When there's a back up on the first tee, and a group of two asks to play through...

After three putting, he feels the need to re-putt from where he was, and again three puts.

People who blame the course for why they're not playing near how good they "are". We're all playing the same course, why isn't everyones score higher than normal?

People who aren't good, but feel they will look better if they get angry after every shot they don't hit well, so just about every shot. However, when the guy in the group infront of you throws his club at hit cart after most every shot, it is funny. :laugh: 



I work at a driving range/proshop/teaching center so I have a lot more for there.

People who come more than a few times a week and always complain how expensive the balls are here.

People how can't read, or choose not to.

People who ask me to fix their swing for them(I'm 17 and couldn't care less, we have a full PGA teaching staff of 13 people who love doing stuff like that)

People who ask for my advice on clubs, balls, whatever, and then say that they don't like that driver or how that wedge looks. If you already know what you like then buy it, don't waist my time or yours.

People who buy clubs that don't fit them; 70mph swing speed buying a X speed Cobra, people who can't hit a 7 iron asking if they can order a 2 to match their clubs. No problem selling it to them though...  

"Old"(not so much an age as a state of mind) people who condescendingly talk about how modern clubs aren't superior to their old wood driver or butter knife irons. Facts are facts, numbers are numbers, sorry technology has advanced without you. 

Someone who has no swing watching other people hit and telling me what they're doing wrong.

Biggest one is people who I've never seen want to hit my clubs, sorry not going to happen. 



:rant off


----------



## fitz-uk (Apr 28, 2006)

Ok, so far we have all been really good at knowing what others do around us to annoy us.

*What about your own game upsets you?*

At the moment my game has hit an all time low, ball striking is not at its best, and I am thinning more shots than I should. (dont panic sportsfans, this will be fixed soon)

I get annoyed when I rush and miss a putt. When I hit a perfect drive and fail to hit a decent approach shot.

I think the one that really makes my blood boil to the point where I could scream is when I duff a little chip around the green. Mind you Tiger done this recently so no need to feel too bad eh? 

My short game has always been week compared to the other aspects of my game, hence as soon as summer arrives here and the light lasts longer, I will be spending most evening on the chipping green working and grooving new swings for chip shots


----------



## R7oss (Dec 5, 2006)

The one majour thing that upsets me about my own game is hitting a fantastic drive, I mean long and straight, then you know that way you get where you think "I'm fantastic, this is gonna be easy". So with a big smile across my face and huge ego, approach my ball, take a few practice swings, feel really good about this shot. Pull back, and thinned, watching the ball fly past the pin at great speed  

For me the worst thing is going to get a tee time, and finding out that it's a fourball infront, where none of them can hit the ball past 100 yards and on average loose the dozen golf balls they've just bought from the pro shop.

To be honest theres loads of things that get to me, but think I'll keep the rant to a minimum


----------



## srothfuss (Nov 17, 2006)

My biggest hurdle or frustration is "First Tee Jitters." No matter if I'm playing byself or with a group, I just get all worked up and usually duff the frist shot pretty bad. 

I read though that playing catch with a golf ball before tee-ing up will help so this spring I'll give that a try.


----------



## CallawayKid4 (Jan 25, 2007)

I am a junior golfer and the odler guys allways get mad at us for no reason...we allways let them play through.

### DATASET EXCERPTS

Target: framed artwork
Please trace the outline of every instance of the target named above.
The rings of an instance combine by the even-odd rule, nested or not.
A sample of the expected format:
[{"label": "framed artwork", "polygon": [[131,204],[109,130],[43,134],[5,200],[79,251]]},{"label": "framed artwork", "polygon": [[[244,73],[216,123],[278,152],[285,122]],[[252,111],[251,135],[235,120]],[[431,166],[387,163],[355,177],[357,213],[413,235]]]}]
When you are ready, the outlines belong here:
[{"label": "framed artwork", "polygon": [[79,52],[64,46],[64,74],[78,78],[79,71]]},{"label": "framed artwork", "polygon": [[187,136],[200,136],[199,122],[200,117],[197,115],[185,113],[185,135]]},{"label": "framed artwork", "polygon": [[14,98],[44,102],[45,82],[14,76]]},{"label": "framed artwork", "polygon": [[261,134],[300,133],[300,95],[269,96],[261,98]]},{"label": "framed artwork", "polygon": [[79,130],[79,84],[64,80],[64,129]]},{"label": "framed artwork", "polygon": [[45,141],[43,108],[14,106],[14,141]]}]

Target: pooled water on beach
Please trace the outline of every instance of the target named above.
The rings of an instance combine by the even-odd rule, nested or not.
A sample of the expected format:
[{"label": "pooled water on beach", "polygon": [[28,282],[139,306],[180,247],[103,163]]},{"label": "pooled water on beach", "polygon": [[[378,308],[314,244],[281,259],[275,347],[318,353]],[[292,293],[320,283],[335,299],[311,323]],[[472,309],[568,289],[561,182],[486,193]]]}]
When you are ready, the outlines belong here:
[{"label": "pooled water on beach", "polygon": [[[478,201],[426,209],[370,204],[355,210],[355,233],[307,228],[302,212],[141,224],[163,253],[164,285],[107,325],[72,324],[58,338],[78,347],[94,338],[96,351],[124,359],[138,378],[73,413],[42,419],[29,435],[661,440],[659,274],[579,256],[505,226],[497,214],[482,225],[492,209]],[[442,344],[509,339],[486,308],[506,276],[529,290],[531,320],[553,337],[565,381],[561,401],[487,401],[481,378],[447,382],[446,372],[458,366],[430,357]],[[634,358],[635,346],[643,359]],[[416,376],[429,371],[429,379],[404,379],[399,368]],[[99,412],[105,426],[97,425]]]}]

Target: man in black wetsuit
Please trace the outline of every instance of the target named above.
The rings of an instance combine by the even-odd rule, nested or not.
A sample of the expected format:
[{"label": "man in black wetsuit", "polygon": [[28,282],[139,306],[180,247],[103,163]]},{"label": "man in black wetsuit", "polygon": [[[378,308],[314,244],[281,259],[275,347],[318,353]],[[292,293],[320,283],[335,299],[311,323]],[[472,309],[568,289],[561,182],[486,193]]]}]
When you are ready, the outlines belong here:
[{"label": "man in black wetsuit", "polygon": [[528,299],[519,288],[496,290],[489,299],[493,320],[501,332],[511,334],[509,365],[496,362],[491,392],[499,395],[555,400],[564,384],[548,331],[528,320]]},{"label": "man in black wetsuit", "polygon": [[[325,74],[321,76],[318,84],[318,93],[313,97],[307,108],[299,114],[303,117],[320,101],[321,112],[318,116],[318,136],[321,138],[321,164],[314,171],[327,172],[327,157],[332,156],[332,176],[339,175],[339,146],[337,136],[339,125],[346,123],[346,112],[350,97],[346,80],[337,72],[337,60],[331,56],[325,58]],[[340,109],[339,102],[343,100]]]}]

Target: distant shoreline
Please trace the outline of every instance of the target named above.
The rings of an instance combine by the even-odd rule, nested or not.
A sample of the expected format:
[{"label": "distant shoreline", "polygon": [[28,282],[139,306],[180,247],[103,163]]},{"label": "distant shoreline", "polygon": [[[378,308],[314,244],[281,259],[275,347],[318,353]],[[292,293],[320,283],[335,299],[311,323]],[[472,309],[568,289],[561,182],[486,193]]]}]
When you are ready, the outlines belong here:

### WRITTEN EXERCISE A
Translate this sentence from the golf forum thread into Spanish: "I get annoyed when I rush and miss a putt."
### WRITTEN EXERCISE B
In the golf forum thread, substitute "putter" for "wedge" and write out the passage from "People who ask me" up to and including "they're doing wrong.".
### WRITTEN EXERCISE C
Please proceed with the golf forum thread, picking up after its last sentence.
The records were taken from a different source.

### TASK ANSWER A
Me molesto cuando me apresuro y fallo un putt.

### TASK ANSWER B
People who ask me to fix their swing for them(I'm 17 and couldn't care less, we have a full PGA teaching staff of 13 people who love doing stuff like that)

People who ask for my advice on clubs, balls, whatever, and then say that they don't like that driver or how that putter looks. If you already know what you like then buy it, don't waist my time or yours.

People who buy clubs that don't fit them; 70mph swing speed buying a X speed Cobra, people who can't hit a 7 iron asking if they can order a 2 to match their clubs. No problem selling it to them though...  

"Old"(not so much an age as a state of mind) people who condescendingly talk about how modern clubs aren't superior to their old wood driver or butter knife irons. Facts are facts, numbers are numbers, sorry technology has advanced without you. 

Someone who has no swing watching other people hit and telling me what they're doing wrong.

### TASK ANSWER C
----------



## BigMike (Jan 27, 2007)

The course I normally play has a limit of four people in a group, but I hate it when a group of between 6 and 10 guys show up, tee off in foursomes and by the time they make it to the fifth hole, they are one big group and they never want to let anyone play through.


----------



## fitz-uk (Apr 28, 2006)

BigMike said:


> The course I normally play has a limit of four people in a group, but I hate it when a group of between 6 and 10 guys show up, tee off in foursomes and by the time they make it to the fifth hole, they are one big group and they never want to let anyone play through.



And the club let them carry on like this? 

 

Our course would have had a marshal out like a shot to kick them off.

Mind you, they would only kick them off after they had paid for the round.


----------



## mkoreiwo (Jan 8, 2007)

I can tolerate mostly anything on the course except slow play...

But what really ticks me off is "thread-jacking" on forums... Absolutely drives me nuts.... you go to read a topic and find it's morphed into something totally different!! ...do you check it again... just frustrating... So That's what ticks me off.


----------



## srothfuss (Nov 17, 2006)

fitz-uk said:


> Our course would have had a marshal out like a shot to kick them off.
> 
> Mind you, they would only kick them off after they had paid for the round.


I've played 1 course where there were more marshals than golfers! I kid you not, 2 marshal's per hole on 18 holes... It must have been "work for free" day or something then. :dunno: 



I thought of another thing that ticks me off in general: People who think rough-housing the golf carts is OK. Trying to crash them, or roll them over, etc. To me it gives a sense that someone doesn't have any respect for other golfers on the course and for the course itself.


----------



## BigMike (Jan 27, 2007)

For a long time the course acted like it didn't care much about anything, they have recently started to really take more interest in their course and their members. We'll see how different things are this season.


----------



## 373 (Jun 9, 2006)

There are a lot of things to upset me on the golf course, but over the years, I'm happy to say I have learned to enjoy golf and let most things roll off my back. I used to be too serious.

Most in particular though, the biggest thing that ticks me off is... me...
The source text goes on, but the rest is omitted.